2011/01/03

タブレット型コンピュータ(タブレットPC)の爆発的普及の兆し

2010年は、スマートフォンの本格的な普及の年であった。その一方で、タブレット型コンピュータ(タブレットPC)も本格的に売り出された。先鞭をつけたのはもちろん、アップル社のiPadである。2011年の前半までには、主なメーカーの端末が出揃うだろう。


実は、私は、タブレットPCについて大変注目している。会社帰りに電気屋に立ち寄り、それぞれの端末の使い勝手を比べている。インターネット上にある批評サイトも覗いている。関連する記事も欠かさずに読んでいる。タブレットPCについては、十分に知見を得たつもりだ。タブレットPCは一見すると、ノートPCとスマートフォンを足して2で割ったように思われるかもしれない。機能面に注目すると、確かにそうとも言える。しかし、使用目的という切り口で捉えると、全く新しい世界が見えてくる。私がなぜこれほどに高い関心を示しているか。それはこのタブレット型の端末が、我々の生活スタイルを一変させる可能性を秘めているからだ。

===

> 依頼事項
1. タブレットPCの記事で、筆者がタブレットPCにこれほど高い関心を示しているのはなぜですか。1〜3文で説明してください。
2. タブレットPCの記事のうち、「タブレット型コンピュータ(タブレットPC)の爆発的普及の兆し」を含む語句で始まり「ーカーの端末が出揃うだろう。」で終わる部分を、「アップル社」を「Apple社」に置き換えて修正した形で示してください。

===

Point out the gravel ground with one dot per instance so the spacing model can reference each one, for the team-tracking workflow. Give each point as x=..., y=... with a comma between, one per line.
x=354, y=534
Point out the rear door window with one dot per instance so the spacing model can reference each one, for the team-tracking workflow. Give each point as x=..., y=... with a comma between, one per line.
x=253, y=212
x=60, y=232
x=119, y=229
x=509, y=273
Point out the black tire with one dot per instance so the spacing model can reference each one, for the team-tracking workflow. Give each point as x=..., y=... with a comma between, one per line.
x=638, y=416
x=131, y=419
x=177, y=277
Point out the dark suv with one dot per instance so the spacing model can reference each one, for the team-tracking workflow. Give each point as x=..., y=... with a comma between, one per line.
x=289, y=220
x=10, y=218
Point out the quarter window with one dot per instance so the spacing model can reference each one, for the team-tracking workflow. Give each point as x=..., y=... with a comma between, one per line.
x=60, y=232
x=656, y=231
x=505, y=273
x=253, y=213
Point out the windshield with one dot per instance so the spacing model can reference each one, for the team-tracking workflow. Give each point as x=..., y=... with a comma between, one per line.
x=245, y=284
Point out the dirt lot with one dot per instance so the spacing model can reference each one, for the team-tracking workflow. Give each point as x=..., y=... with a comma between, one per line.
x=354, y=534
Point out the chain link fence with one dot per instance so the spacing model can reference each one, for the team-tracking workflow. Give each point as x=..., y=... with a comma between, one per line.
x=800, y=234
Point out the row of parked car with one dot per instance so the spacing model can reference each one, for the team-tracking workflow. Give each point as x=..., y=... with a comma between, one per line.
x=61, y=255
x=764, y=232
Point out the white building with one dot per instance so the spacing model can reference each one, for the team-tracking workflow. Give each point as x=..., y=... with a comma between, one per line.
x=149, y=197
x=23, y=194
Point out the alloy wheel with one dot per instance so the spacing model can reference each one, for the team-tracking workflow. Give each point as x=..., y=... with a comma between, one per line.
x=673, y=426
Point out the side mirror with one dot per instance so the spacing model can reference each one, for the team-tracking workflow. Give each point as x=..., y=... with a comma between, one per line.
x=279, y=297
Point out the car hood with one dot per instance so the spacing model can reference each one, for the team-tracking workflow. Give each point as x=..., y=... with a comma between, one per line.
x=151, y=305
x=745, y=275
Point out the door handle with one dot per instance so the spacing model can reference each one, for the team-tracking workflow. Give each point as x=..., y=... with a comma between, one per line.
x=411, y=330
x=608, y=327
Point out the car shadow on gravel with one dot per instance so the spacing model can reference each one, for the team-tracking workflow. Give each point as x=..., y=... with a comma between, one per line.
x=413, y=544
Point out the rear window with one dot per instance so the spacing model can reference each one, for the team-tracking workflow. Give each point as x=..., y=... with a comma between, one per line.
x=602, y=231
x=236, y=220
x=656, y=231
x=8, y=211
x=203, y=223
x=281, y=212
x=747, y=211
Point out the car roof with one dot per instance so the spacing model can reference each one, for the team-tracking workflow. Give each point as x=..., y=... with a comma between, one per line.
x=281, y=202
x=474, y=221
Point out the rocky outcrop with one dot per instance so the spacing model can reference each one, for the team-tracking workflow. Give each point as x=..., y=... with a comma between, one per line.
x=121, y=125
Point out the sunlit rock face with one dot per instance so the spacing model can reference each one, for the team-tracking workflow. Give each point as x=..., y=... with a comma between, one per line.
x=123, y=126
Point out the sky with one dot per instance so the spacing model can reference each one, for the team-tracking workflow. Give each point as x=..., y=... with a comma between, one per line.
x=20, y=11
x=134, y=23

===

> 回答結果
1. タブレット型の端末が、我々の生活スタイルを一変させる可能性を秘めているからです。

2.
タブレット型コンピュータ(タブレットPC)の爆発的普及の兆し

2010年は、スマートフォンの本格的な普及の年であった。その一方で、タブレット型コンピュータ(タブレットPC)も本格的に売り出された。先鞭をつけたのはもちろん、Apple社のiPadである。2011年の前半までには、主なメーカーの端末が出揃うだろう。